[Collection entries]
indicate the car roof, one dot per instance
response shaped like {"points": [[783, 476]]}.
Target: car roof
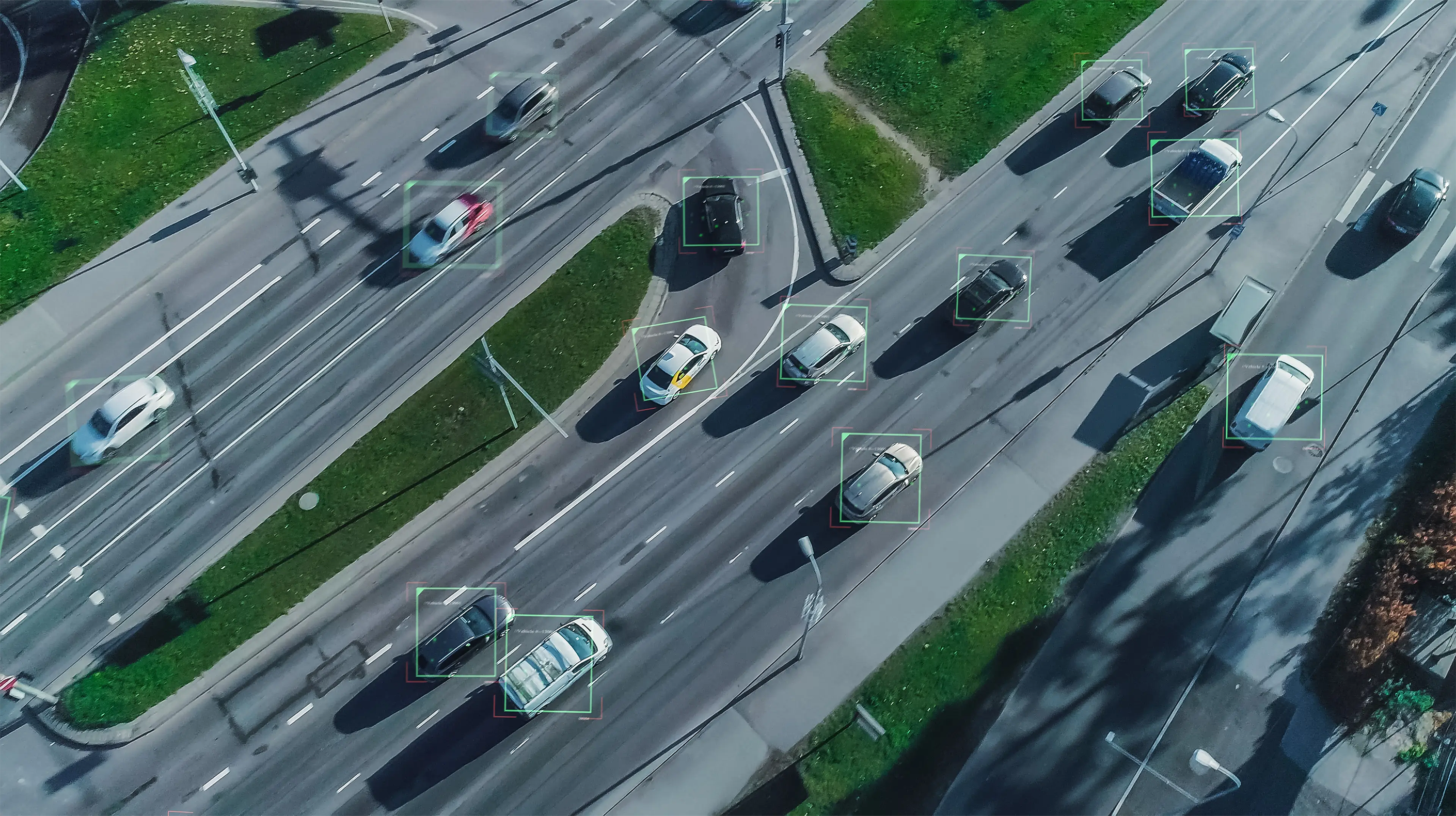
{"points": [[134, 392]]}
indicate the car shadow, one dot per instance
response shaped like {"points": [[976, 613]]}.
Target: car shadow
{"points": [[928, 340], [1117, 241], [459, 738], [1155, 133], [759, 399], [392, 692], [1363, 248], [820, 524], [1061, 136], [619, 411]]}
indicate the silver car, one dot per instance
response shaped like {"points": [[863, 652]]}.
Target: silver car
{"points": [[530, 102], [821, 351], [549, 669], [867, 492]]}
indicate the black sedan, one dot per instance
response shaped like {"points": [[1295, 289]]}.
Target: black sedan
{"points": [[481, 623], [1414, 203], [1221, 84], [1120, 89], [979, 297]]}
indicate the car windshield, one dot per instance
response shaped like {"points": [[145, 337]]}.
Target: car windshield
{"points": [[100, 424], [578, 641], [659, 377], [692, 344]]}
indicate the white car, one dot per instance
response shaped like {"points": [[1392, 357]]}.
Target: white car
{"points": [[821, 351], [549, 669], [446, 232], [121, 418], [675, 369]]}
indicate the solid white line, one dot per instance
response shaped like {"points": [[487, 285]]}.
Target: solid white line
{"points": [[302, 712], [217, 779], [12, 625], [120, 372], [1355, 196]]}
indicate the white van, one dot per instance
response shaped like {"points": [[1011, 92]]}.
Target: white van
{"points": [[1272, 404]]}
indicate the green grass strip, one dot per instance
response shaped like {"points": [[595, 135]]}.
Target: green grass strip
{"points": [[947, 661], [551, 342], [867, 182], [958, 77], [130, 139]]}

Problem details
Retype, exactly and only, the lines running from the one with "indicate the black" through the final line of the listing above.

The result
indicate the black sedan, one dot per instance
response shaped like {"points": [[1295, 289]]}.
Target: black sedan
{"points": [[481, 623], [1414, 203], [1221, 84], [1120, 89], [979, 297]]}
indicate the car windshield, one dot per instance
response shaped like {"points": [[145, 337]]}.
Target: car windshield
{"points": [[100, 424], [578, 641], [659, 377], [692, 344]]}
indicate the white car, one dot per instance
response shaped like {"points": [[1392, 357]]}.
Target: white car
{"points": [[821, 351], [549, 669], [446, 232], [121, 418], [675, 369]]}
indicate the solid white line, one dot per instance
response shaped like {"points": [[487, 285]]}.
Target: solid white line
{"points": [[302, 712], [217, 779], [12, 625], [120, 372], [1355, 196]]}
indicate the white van, one dot per instance
response shaped like {"points": [[1011, 92]]}.
Target: white van
{"points": [[1272, 404]]}
indicate the green grass strip, one dot per instance
response shaped like {"points": [[595, 135]]}.
Target: green grass strip
{"points": [[947, 661], [551, 342], [867, 182], [958, 77], [130, 139]]}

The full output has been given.